Replace "trace the outline" with "draw the boundary" throughout the lines below, leaving all else the same. Give the lines back without the pictures.

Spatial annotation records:
"""

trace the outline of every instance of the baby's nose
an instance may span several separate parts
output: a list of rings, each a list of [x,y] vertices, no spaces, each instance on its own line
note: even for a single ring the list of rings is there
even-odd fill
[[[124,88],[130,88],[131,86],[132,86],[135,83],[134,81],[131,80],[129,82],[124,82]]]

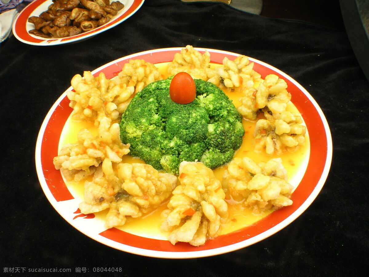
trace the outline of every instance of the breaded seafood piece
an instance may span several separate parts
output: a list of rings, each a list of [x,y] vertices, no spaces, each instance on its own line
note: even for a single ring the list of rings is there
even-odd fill
[[[168,72],[175,75],[179,72],[188,73],[194,79],[207,81],[208,78],[206,70],[210,67],[210,53],[206,50],[201,54],[191,45],[181,49],[180,53],[176,53],[174,59],[168,65]]]
[[[116,190],[117,188],[115,188]],[[108,208],[114,200],[114,189],[105,177],[103,167],[100,166],[94,174],[91,182],[85,183],[85,201],[79,205],[83,214],[96,213]]]
[[[269,155],[292,152],[305,143],[306,127],[301,118],[284,111],[274,121],[259,119],[256,123],[254,137],[255,150]]]
[[[253,68],[248,57],[240,55],[232,61],[227,57],[223,59],[223,65],[206,70],[210,82],[218,87],[229,90],[240,88],[241,91],[254,89],[258,84],[261,76]]]
[[[115,80],[117,83],[125,84],[135,93],[141,91],[149,84],[162,79],[159,70],[144,60],[130,60],[123,66],[118,77]],[[119,107],[118,104],[117,105]],[[125,111],[126,108],[126,106]]]
[[[118,119],[129,104],[134,88],[115,80],[107,79],[103,72],[96,77],[89,71],[84,72],[83,78],[75,75],[71,81],[75,91],[67,92],[73,118],[93,122],[97,127],[104,118]]]
[[[212,170],[198,162],[181,162],[178,179],[168,208],[162,212],[161,229],[170,232],[168,239],[173,245],[203,245],[217,236],[228,217],[221,184]]]
[[[130,152],[130,145],[121,142],[119,125],[118,123],[111,125],[111,123],[109,118],[102,119],[97,136],[86,129],[80,130],[77,143],[64,145],[59,155],[54,158],[55,169],[73,171],[68,175],[74,174],[75,180],[78,181],[90,175],[93,168],[98,166],[106,158],[114,162],[122,161],[122,157]],[[70,177],[67,179],[70,179]]]
[[[107,228],[123,225],[126,216],[138,217],[157,207],[177,185],[175,176],[159,172],[150,165],[119,164],[116,173],[109,165],[108,176],[113,183],[118,179],[119,189],[107,215]]]
[[[225,171],[222,184],[234,200],[259,213],[292,205],[293,187],[287,179],[280,158],[257,164],[249,158],[236,158]]]
[[[241,105],[237,110],[244,117],[256,119],[261,111],[269,120],[275,120],[286,111],[291,94],[287,90],[287,84],[274,74],[267,75],[255,90],[244,91],[244,96],[239,98]]]

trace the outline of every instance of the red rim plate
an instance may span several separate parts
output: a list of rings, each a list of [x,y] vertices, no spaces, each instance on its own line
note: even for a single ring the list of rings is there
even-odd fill
[[[155,64],[171,62],[180,48],[159,49],[133,54],[108,63],[92,71],[96,76],[103,72],[113,78],[131,59],[142,59]],[[238,54],[224,51],[207,50],[211,62],[221,63],[227,57],[233,60]],[[36,148],[36,163],[41,186],[49,201],[66,220],[93,239],[112,247],[144,256],[170,258],[193,258],[212,256],[239,249],[263,239],[287,226],[310,206],[320,191],[328,176],[332,155],[332,143],[328,123],[323,112],[309,93],[296,81],[278,69],[251,58],[254,69],[264,78],[274,74],[287,83],[294,104],[301,112],[309,132],[310,156],[306,171],[292,196],[293,205],[275,211],[251,226],[209,240],[199,247],[178,243],[172,245],[167,241],[147,238],[115,228],[91,230],[73,220],[76,217],[75,200],[67,187],[59,171],[52,162],[57,155],[59,139],[64,124],[72,111],[65,92],[51,108],[41,126]],[[70,87],[67,91],[72,89]],[[74,210],[73,210],[74,209]],[[73,213],[74,212],[74,213]],[[81,215],[77,216],[82,216]],[[92,221],[93,220],[85,221]],[[101,228],[100,228],[101,229]]]
[[[124,7],[108,23],[88,32],[59,39],[44,38],[28,33],[34,28],[33,24],[28,23],[28,18],[38,16],[52,3],[51,0],[36,0],[25,7],[18,15],[13,24],[13,33],[20,41],[28,44],[41,46],[55,45],[75,42],[84,40],[108,30],[119,24],[133,14],[139,9],[144,0],[117,0],[124,4]]]

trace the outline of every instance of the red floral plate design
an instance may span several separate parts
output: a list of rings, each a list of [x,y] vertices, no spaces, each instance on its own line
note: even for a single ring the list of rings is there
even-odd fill
[[[124,7],[118,12],[110,21],[100,27],[88,32],[72,36],[61,38],[44,38],[31,35],[29,31],[35,28],[34,25],[28,22],[31,16],[38,16],[52,4],[51,0],[35,0],[25,8],[19,14],[13,23],[13,34],[23,42],[33,45],[45,46],[75,42],[93,36],[102,32],[114,27],[124,21],[139,9],[144,0],[114,0],[124,4]]]
[[[115,76],[131,59],[143,59],[153,64],[171,62],[181,48],[148,51],[121,58],[92,71],[97,76],[103,72],[108,78]],[[232,60],[238,54],[207,50],[211,62],[221,63],[227,57]],[[52,162],[57,155],[59,139],[64,124],[72,109],[65,92],[51,108],[41,127],[36,147],[36,164],[41,187],[49,201],[68,222],[82,233],[97,241],[115,248],[143,256],[162,258],[185,258],[213,256],[236,250],[265,239],[281,230],[300,215],[311,203],[321,189],[330,167],[332,143],[327,121],[317,104],[296,81],[286,74],[263,62],[250,58],[254,69],[264,78],[273,74],[283,79],[292,95],[294,105],[303,115],[310,139],[310,154],[306,170],[292,196],[293,204],[273,212],[251,226],[237,232],[208,241],[204,245],[192,246],[132,234],[113,228],[106,229],[104,221],[93,214],[84,215],[78,209],[81,199],[76,199],[65,183],[59,171]],[[115,74],[116,75],[116,74]],[[67,91],[72,89],[70,87]],[[304,169],[305,169],[304,168]]]

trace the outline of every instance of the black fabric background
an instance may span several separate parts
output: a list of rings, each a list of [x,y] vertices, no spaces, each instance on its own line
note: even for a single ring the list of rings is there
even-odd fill
[[[320,105],[334,151],[327,182],[292,224],[246,248],[218,256],[170,260],[120,251],[89,238],[49,204],[34,151],[49,109],[75,74],[157,48],[219,49],[265,62],[291,76]],[[55,276],[350,276],[368,262],[369,83],[344,30],[264,17],[222,4],[146,0],[119,25],[78,43],[34,46],[14,36],[0,46],[0,272],[3,268],[70,268]],[[75,273],[76,267],[88,274]],[[29,275],[39,276],[39,274]]]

"""

◆ FINAL RESULT ◆
draw the boundary of every instance of the baby's nose
an instance may span several separate parts
output: a list of rings, each a list of [x,y] vertices, no spaces, each instance on its own line
note: even for a single ring the list of rings is there
even-odd fill
[[[124,88],[130,88],[131,86],[132,86],[135,83],[134,81],[131,80],[129,82],[124,82]]]

draw the boundary of every instance of the breaded seafood piece
an instance may span several separate parts
output: a list of rings, each a list of [x,y] vertices, no spaces, each instance on its own line
note: even for a single ring the list of rings is there
even-odd fill
[[[168,72],[175,75],[179,72],[188,73],[194,79],[207,81],[208,78],[206,70],[210,67],[210,53],[206,50],[201,54],[191,45],[181,49],[180,53],[176,53],[174,59],[168,65]]]
[[[116,190],[117,188],[115,188]],[[108,208],[114,200],[114,189],[105,177],[103,167],[100,166],[94,174],[91,182],[85,183],[85,201],[79,205],[83,214],[96,213]]]
[[[269,155],[292,152],[305,143],[306,127],[301,118],[284,111],[274,121],[259,119],[256,123],[254,137],[255,150]]]
[[[253,68],[248,57],[240,55],[232,61],[227,57],[223,59],[223,65],[206,70],[210,82],[218,87],[229,90],[240,88],[241,91],[254,89],[258,84],[261,76]]]
[[[115,80],[117,83],[125,84],[135,93],[141,91],[149,84],[162,79],[159,70],[144,60],[130,60],[123,66],[118,77]],[[119,107],[118,104],[117,105]],[[125,111],[126,108],[126,106]]]
[[[118,119],[129,104],[134,88],[115,80],[107,79],[103,72],[96,77],[89,71],[84,72],[83,78],[75,75],[71,81],[75,91],[67,92],[73,118],[93,122],[97,127],[104,118]]]
[[[212,170],[198,162],[181,162],[178,179],[168,208],[162,212],[161,229],[170,232],[168,239],[173,245],[203,245],[217,236],[228,217],[221,184]]]
[[[130,152],[130,145],[121,142],[119,125],[118,123],[111,125],[111,123],[109,118],[102,119],[97,136],[86,129],[80,130],[77,143],[64,145],[59,155],[54,158],[55,169],[73,171],[68,175],[74,174],[75,180],[78,181],[90,175],[93,168],[98,166],[106,158],[114,162],[122,161],[122,157]],[[70,177],[67,179],[70,179]]]
[[[107,228],[123,225],[126,216],[138,217],[157,207],[177,185],[175,176],[159,172],[150,165],[119,164],[116,173],[109,165],[108,176],[113,183],[118,179],[119,189],[107,215]]]
[[[225,171],[222,184],[234,200],[259,213],[292,205],[293,187],[287,179],[280,158],[257,164],[249,158],[236,158]]]
[[[241,105],[237,110],[244,117],[256,119],[261,111],[269,120],[275,120],[286,111],[291,94],[287,90],[287,84],[274,74],[267,75],[255,90],[244,91],[244,96],[239,98]]]

draw the boundary of every instance of the red rim plate
an instance may span several separate parts
output: a list of rings, each a list of [x,y] vertices, no spaces, each instance on its own line
note: even for a single ring the list of rings is there
even-odd fill
[[[155,64],[171,62],[180,48],[159,49],[133,54],[108,63],[92,71],[96,76],[103,72],[113,78],[131,59],[142,59]],[[238,54],[224,51],[207,50],[211,62],[221,63],[227,57],[233,60]],[[36,148],[36,163],[41,186],[49,201],[66,220],[93,239],[112,247],[144,256],[170,258],[193,258],[212,256],[239,249],[263,239],[287,226],[310,206],[320,191],[328,176],[332,155],[332,143],[328,123],[323,112],[309,93],[296,81],[278,69],[251,58],[254,69],[264,78],[274,74],[287,83],[294,104],[301,112],[309,132],[310,156],[306,171],[292,196],[293,205],[275,211],[251,226],[209,240],[199,247],[178,243],[172,245],[167,241],[147,238],[115,228],[91,230],[73,220],[76,217],[75,200],[67,187],[59,171],[52,162],[57,155],[59,139],[64,124],[72,111],[65,92],[51,108],[41,126]],[[70,87],[67,91],[72,89]],[[74,210],[73,210],[74,209]],[[73,213],[74,212],[74,213]],[[81,215],[77,216],[82,216]],[[92,221],[93,220],[85,221]],[[101,228],[100,228],[101,229]]]
[[[124,7],[108,23],[88,32],[59,39],[44,38],[28,33],[34,28],[33,24],[28,23],[28,18],[38,16],[52,3],[51,0],[36,0],[25,7],[18,15],[13,24],[13,33],[20,41],[28,44],[41,46],[55,45],[75,42],[84,40],[108,30],[119,24],[133,14],[139,9],[144,0],[117,0],[124,4]]]

draw the boundary of every instance of the red floral plate design
an instance may span several separate parts
output: a list of rings, each a list of [x,y] vertices, no spaces, each instance on its own line
note: even for a single ring the list of rings is there
even-odd fill
[[[124,7],[118,12],[110,21],[100,27],[88,32],[72,36],[61,38],[44,38],[31,35],[29,31],[35,28],[34,25],[28,22],[31,16],[38,16],[52,4],[51,0],[35,0],[25,8],[19,14],[13,23],[13,34],[23,42],[33,45],[45,46],[75,42],[93,36],[102,32],[114,27],[124,21],[139,9],[144,0],[114,0],[124,4]]]
[[[115,76],[131,59],[143,59],[153,64],[171,62],[181,48],[148,51],[121,58],[92,71],[97,76],[103,72],[108,78]],[[232,60],[238,54],[207,50],[211,62],[221,63],[227,57]],[[52,162],[57,155],[59,139],[64,124],[72,109],[65,92],[51,108],[41,127],[36,147],[36,164],[41,187],[49,201],[68,222],[82,233],[97,241],[115,248],[143,256],[162,258],[185,258],[213,256],[236,250],[265,239],[281,230],[300,215],[311,203],[321,189],[330,167],[332,143],[327,121],[317,104],[296,81],[286,74],[263,62],[250,58],[254,69],[264,78],[273,74],[283,79],[292,95],[294,105],[303,115],[310,139],[310,154],[306,170],[292,196],[293,204],[273,212],[251,226],[237,232],[208,241],[204,245],[192,246],[132,234],[113,228],[106,229],[104,221],[93,214],[84,215],[78,209],[81,199],[76,199],[65,183],[59,171]],[[115,74],[116,75],[116,74]],[[67,91],[72,89],[70,87]],[[304,169],[305,169],[304,168]]]

draw the boundary of every instance of the black fabric background
an instance may span several separate parts
output: a list of rings, each a list of [x,y] vertices, no spaces, each instance on its own line
note: even for a single ring the list of rings is there
even-odd fill
[[[320,105],[334,151],[327,182],[292,224],[246,248],[218,256],[170,260],[120,251],[89,238],[49,204],[34,151],[49,109],[75,74],[157,48],[219,49],[265,62],[291,76]],[[55,276],[350,276],[368,262],[369,83],[344,30],[264,17],[222,4],[146,0],[119,25],[78,43],[34,46],[14,36],[0,46],[0,272],[3,268],[70,268]],[[75,273],[76,267],[88,274]],[[29,275],[39,276],[39,274]]]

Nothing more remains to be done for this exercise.